- STATED EXERCISE: Please print the data below verbatim, line for line, with no changes.

- THE RECORDS:

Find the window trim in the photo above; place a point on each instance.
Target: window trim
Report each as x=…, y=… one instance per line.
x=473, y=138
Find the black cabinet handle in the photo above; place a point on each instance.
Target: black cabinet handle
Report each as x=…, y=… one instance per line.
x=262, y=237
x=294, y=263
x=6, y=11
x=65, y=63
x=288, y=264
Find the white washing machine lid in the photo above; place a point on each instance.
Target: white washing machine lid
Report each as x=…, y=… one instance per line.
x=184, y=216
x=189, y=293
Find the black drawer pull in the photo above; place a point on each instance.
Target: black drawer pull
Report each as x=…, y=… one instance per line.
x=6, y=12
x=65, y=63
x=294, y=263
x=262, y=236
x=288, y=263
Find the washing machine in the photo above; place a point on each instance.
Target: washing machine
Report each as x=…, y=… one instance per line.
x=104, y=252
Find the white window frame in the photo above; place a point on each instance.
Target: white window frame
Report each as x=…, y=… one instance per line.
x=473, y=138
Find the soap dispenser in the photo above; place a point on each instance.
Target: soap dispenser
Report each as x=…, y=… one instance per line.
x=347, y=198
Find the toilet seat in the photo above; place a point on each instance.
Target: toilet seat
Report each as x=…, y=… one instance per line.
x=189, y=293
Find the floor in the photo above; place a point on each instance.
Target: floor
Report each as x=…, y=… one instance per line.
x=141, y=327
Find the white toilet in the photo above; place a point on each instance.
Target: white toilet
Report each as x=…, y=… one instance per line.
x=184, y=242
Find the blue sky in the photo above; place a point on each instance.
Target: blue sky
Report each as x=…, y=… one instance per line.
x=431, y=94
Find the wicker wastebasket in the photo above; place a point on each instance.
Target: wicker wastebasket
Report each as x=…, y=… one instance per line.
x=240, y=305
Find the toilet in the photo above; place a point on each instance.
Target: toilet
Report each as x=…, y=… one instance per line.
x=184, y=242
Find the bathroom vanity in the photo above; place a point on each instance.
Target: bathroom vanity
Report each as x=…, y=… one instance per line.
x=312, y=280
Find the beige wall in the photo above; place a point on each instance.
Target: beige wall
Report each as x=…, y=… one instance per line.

- RESULT OF THE TASK:
Find the window trim in the photo above; place a point on each instance.
Target: window trim
Report each as x=…, y=… one instance per line.
x=473, y=138
Find the black cabinet handle in the photo above; place a point on each instance.
Target: black cabinet handle
Report each as x=…, y=… one instance per line.
x=262, y=237
x=294, y=263
x=6, y=11
x=65, y=63
x=288, y=264
Find the white washing machine lid in the photo above; place a point on each instance.
Target: white washing machine lid
Report each as x=…, y=… one instance per line.
x=184, y=216
x=189, y=293
Find the black drawer pull in the photo above; place a point on each instance.
Target: black drawer pull
Report each as x=…, y=… one instance per line.
x=6, y=12
x=65, y=63
x=294, y=263
x=262, y=236
x=288, y=263
Find the washing machine in the photo above; place a point on each instance.
Target: washing machine
Report each as x=…, y=… one instance per line.
x=104, y=252
Find the white window frame in the photo above; place a point on each instance.
Target: white window frame
Report each as x=…, y=… one instance per line.
x=473, y=138
Find the soap dispenser in the photo above; place a point on each instance.
Target: soap dispenser
Report each as x=…, y=… one instance per line.
x=347, y=198
Find the toilet seat in the photo above; place a point on each instance.
Target: toilet seat
Report each as x=…, y=… one instance per line.
x=189, y=293
Find the floor in the photo above; place a point on each instance.
Target: floor
Report each as x=…, y=… one instance per line.
x=141, y=327
Find the white toilet in the photo above; place a point on each instance.
Target: white toilet
Report each as x=…, y=… one instance per line.
x=184, y=242
Find the blue sky in the photo above; place a point on each instance.
Target: blue sky
Report each as x=…, y=… one instance per line.
x=431, y=94
Find the wicker wastebasket in the photo above; place a point on each instance.
Target: wicker wastebasket
Report each as x=…, y=… one instance per line.
x=240, y=305
Find the toilet in the photo above; place a point on each instance.
Target: toilet
Report each as x=…, y=… one instance per line.
x=184, y=242
Find the bathroom vanity in the photo above; place a point on each instance.
Target: bathroom vanity
Report each as x=…, y=… one instance per line.
x=312, y=280
Find the beige wall in the photo above; place a point on each instance.
Target: beige wall
Report each as x=…, y=… one instance per line.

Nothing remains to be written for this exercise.